### Text section ###
ArthurChiao's Blog

Cilium Code Walk Through: Agent Start Process

Published at 2019-05-29 | Last Update 2020-09-01

This post walks through the cilium agent start process. Code bases on 1.8.2.

This post belongs to Cilium Code Walk Through Series.



runDaemon                                                                    //    daemon/cmd/daemon_main.go
  |-enableIPForwarding                                                       
  |-k8s.Init                                                                 // -> pkg/k8s/init.go
  |-NewDaemon                                                                // -> daemon/cmd/daemon.go
  |  |-d := Daemon{}
  |  |-d.initMaps                                                            //    daemon/cmd/datapath.go
  |  |-d.svc.RestoreServices                                                 // -> pkg/service/service.go
  |  |  |-restoreBackendsLocked
  |  |  |-restoreServicesLocked
  |  |-d.k8sWatcher.RunK8sServiceHandler                                     //    pkg/k8s/watchers/watcher.go
  |  |  |-k8sServiceHandler                                                  //    pkg/k8s/watchers/watcher.go
  |  |    |-eventHandler                                                     //    pkg/k8s/watchers/watcher.go
  |  |-k8s.RegisterCRDs
  |  |-d.bootstrapIPAM                                                       // -> daemon/cmd/ipam.go
  |  |-restoredEndpoints := d.restoreOldEndpoints                            // -> daemon/cmd/state.go
  |  |  |-ioutil.ReadDir                                                   
  |  |  |-endpoint.FilterEPDir // filter over endpoint directories
  |  |  |-for ep := range possibleEPs
  |  |      validateEndpoint(ep)
### Given entries ###
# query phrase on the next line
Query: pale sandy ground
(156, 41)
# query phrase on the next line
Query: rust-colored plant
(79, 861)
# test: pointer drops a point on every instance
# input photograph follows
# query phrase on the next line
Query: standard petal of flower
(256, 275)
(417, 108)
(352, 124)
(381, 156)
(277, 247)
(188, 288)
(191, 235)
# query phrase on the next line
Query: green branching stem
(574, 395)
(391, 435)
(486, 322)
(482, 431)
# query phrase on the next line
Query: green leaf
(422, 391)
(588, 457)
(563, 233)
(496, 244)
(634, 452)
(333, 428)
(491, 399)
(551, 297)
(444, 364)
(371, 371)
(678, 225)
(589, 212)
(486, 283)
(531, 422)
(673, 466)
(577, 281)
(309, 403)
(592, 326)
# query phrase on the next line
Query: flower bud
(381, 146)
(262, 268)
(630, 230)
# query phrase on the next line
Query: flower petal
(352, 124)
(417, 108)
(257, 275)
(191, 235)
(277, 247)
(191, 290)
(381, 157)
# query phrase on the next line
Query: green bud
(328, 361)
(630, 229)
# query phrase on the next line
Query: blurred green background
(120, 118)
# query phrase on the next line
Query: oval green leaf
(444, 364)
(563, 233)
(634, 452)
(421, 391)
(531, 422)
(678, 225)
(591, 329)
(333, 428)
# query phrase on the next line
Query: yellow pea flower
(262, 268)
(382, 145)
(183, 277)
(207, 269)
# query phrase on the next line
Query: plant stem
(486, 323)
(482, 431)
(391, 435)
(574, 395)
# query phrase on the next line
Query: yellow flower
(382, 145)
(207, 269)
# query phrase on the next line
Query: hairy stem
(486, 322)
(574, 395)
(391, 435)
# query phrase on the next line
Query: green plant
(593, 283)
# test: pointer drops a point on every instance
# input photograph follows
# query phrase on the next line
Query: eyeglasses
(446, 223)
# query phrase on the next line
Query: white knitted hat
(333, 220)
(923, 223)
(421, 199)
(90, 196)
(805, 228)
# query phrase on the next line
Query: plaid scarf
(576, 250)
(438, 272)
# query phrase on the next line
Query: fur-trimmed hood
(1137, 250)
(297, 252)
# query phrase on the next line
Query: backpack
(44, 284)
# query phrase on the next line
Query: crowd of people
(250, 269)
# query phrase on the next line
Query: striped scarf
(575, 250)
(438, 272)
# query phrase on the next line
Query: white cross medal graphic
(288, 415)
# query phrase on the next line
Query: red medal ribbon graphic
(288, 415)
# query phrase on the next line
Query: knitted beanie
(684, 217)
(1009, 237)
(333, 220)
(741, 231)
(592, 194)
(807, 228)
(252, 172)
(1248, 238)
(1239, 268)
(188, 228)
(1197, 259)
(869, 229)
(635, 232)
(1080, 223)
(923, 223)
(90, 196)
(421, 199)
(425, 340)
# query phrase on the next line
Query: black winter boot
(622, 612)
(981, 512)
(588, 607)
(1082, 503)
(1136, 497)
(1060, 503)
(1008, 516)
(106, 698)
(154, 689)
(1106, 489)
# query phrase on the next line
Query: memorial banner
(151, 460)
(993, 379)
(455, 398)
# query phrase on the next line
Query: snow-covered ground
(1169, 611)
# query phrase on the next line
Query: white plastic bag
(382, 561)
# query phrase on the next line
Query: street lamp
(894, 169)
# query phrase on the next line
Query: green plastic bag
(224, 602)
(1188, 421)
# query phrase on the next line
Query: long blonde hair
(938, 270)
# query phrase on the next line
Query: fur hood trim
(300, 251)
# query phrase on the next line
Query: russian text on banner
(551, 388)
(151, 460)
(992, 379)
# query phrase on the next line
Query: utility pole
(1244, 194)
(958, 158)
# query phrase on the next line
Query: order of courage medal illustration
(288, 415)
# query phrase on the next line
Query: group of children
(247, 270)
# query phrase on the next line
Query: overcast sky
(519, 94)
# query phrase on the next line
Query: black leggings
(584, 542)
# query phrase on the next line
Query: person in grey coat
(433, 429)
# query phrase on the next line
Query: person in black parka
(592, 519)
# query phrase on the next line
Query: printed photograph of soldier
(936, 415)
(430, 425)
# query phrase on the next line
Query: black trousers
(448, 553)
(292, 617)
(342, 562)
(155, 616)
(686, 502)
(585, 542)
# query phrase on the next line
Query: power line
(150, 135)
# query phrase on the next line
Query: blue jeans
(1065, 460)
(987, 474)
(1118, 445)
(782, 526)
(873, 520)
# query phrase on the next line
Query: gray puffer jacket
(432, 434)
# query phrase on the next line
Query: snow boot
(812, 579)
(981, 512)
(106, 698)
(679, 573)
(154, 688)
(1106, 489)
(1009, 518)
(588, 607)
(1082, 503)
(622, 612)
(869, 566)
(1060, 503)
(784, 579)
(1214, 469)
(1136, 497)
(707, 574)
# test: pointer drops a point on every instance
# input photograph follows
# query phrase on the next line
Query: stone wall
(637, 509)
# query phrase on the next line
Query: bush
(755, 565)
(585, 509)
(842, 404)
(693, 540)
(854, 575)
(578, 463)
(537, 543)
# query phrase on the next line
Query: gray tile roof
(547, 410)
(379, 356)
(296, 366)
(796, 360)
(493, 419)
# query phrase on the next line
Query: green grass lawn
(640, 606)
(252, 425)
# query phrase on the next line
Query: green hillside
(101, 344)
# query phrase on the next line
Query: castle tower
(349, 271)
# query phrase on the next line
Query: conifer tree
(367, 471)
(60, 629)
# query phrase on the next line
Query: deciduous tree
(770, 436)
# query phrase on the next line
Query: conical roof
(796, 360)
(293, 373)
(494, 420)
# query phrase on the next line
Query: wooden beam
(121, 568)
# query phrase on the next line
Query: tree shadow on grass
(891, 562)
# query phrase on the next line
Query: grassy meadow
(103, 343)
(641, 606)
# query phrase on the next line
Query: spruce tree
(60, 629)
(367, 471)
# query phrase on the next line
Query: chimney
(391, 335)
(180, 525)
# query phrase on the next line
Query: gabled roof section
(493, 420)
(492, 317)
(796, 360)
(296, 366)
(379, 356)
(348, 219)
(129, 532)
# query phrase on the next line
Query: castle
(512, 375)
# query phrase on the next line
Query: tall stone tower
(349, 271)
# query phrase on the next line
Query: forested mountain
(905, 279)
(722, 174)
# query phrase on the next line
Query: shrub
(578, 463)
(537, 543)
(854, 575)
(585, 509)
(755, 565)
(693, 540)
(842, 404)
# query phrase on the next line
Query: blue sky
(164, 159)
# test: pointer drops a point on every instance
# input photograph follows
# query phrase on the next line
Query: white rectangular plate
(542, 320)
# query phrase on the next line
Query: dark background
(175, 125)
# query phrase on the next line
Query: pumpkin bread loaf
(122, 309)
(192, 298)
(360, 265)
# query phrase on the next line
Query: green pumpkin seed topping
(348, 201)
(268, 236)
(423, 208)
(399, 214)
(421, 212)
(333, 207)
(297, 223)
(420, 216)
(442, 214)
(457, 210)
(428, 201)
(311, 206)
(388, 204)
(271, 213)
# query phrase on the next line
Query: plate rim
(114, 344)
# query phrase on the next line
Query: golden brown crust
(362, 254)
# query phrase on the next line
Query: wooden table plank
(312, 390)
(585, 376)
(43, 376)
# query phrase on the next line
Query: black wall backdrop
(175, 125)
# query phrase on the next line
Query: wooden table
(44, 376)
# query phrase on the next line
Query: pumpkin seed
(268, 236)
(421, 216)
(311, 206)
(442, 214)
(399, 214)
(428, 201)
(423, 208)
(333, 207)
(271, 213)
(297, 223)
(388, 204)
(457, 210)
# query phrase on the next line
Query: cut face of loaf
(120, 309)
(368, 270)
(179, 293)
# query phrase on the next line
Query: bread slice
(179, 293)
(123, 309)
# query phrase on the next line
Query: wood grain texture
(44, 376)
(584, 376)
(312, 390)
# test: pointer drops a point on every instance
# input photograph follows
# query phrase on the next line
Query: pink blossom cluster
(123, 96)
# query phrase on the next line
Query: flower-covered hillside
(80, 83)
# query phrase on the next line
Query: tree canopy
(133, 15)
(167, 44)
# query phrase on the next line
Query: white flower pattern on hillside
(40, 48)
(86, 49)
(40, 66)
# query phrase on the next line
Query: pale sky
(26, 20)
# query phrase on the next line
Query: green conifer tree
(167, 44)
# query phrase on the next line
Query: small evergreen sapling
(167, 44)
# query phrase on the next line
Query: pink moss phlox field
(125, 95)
###
Directions: From the Cilium agent start walkthrough above, pull out everything from "Cilium Code Walk Through: Agent" down to "bases on 1.8.2.".

Result below:
Cilium Code Walk Through: Agent Start Process

Published at 2019-05-29 | Last Update 2020-09-01

This post walks through the cilium agent start process. Code bases on 1.8.2.